- Exercise details
Decide whether each statement agrees with the passage on strategic leadership, and answer yes or no for each with the deciding words of the passage quoted exactly: (a) Beatty and Hughes say strategic leaders need skill in strategic thinking, strategic acting and strategic influencing; (b) Ireland and Hitt present five components of strategic leadership; (c) Ireland and Hitt see strategic leadership as possibly one of the most critical issues for organizations in the 21st century.

- Source document
Many theorists argue that businesses need strategies to give direction. It takes time, effort and resources for each organisation to develop a business strategy with the aim of gaining a unique competitive advantage that they can sustain (Porter, 1985). But many oversee the need to invest in an effective leadership strategy to implement their approach.
Strategic leadership is seen as being necessary within an organisation in order to create a sustainable competitive advantage. According to Beatty and Hughes (2005), a strategic leader will make a strategy to create differentiation, clarity and focus, make sure that it is implemented, and that the organisation is a continual learning engine. Also that, “strategic leaders think of themselves as continually developing and discovering strategy, holding it in an ongoing state of formulation, implementation, reassessment and revision”. They see that this learning process of making and implementing strategy is driven by the strategic leader and has five primary elements (see Appendix A) and go on to say that strategic leaders need to be skilled in strategic thinking, strategic acting and strategic influencing to drive through the Five Elements of Strategy as a Learning Process.
The importance of strategic leadership is also supported by Ireland and Hitt (2005) who state that; “Without effective strategic leadership, the probability that a firm can achieve superior or even satisfactory performance when confronting the challenges of the global economy will be greatly reduced.” They see that strategic leadership may prove to be one of the most critical issues facing organisations in the 21st century. An organisation can be mobilized enabling it to adapt its behaviors and exploit different growth opportunities through effective strategic leadership. They present us with their Six Components of Strategic Leadership (see Appendix B) which will enhance an organisations ability to identify and exploit opportunities within the competitive environment of the future.

- Stored records
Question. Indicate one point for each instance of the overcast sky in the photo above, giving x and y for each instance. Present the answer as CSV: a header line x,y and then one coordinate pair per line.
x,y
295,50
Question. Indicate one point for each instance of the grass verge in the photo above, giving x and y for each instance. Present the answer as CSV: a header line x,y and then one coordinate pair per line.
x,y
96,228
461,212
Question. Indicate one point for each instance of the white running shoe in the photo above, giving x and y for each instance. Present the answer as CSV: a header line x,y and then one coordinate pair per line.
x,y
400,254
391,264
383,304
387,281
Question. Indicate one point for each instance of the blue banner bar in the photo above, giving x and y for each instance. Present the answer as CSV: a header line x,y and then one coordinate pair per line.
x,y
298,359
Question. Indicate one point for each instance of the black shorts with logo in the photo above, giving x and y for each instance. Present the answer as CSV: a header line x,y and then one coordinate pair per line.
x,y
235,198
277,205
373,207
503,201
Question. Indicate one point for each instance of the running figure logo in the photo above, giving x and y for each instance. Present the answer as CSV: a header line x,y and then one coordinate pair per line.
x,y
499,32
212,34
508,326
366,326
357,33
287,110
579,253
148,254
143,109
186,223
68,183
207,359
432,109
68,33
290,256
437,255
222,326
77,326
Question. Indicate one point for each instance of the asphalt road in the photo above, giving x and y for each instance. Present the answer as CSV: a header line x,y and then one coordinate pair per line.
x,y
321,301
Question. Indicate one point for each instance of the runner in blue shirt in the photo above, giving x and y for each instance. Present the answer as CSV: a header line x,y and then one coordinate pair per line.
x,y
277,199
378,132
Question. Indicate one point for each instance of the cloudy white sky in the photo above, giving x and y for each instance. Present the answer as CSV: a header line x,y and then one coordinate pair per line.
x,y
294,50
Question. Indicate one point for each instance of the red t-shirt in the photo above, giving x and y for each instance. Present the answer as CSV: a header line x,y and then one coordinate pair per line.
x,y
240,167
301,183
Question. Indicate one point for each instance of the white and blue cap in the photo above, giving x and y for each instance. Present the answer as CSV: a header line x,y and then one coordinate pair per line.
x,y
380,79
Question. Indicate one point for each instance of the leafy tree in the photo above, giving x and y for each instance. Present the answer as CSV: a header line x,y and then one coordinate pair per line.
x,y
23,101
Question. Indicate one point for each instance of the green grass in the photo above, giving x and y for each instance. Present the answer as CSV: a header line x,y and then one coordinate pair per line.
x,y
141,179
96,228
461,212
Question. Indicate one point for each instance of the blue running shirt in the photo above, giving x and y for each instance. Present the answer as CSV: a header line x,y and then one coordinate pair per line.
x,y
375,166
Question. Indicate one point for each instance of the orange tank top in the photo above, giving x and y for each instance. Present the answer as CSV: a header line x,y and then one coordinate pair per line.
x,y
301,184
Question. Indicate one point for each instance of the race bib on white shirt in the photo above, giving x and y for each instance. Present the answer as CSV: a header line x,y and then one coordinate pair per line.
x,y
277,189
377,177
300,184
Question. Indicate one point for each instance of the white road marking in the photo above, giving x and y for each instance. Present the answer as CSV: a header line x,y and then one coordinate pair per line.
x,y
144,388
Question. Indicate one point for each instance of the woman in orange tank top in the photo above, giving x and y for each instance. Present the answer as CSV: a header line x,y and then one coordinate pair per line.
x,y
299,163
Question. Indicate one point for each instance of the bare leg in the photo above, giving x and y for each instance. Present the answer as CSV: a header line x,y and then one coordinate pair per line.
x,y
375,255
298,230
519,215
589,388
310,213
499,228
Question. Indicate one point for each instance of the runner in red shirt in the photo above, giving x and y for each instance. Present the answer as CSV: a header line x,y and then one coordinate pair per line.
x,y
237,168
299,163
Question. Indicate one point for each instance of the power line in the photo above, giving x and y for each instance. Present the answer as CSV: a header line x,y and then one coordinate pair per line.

- Right answer
(a) Yes: "strategic leaders need to be skilled in strategic thinking, strategic acting and strategic influencing"
(b) No: "They present us with their Six Components of Strategic Leadership"
(c) Yes: "They see that strategic leadership may prove to be one of the most critical issues facing organisations in the 21st century."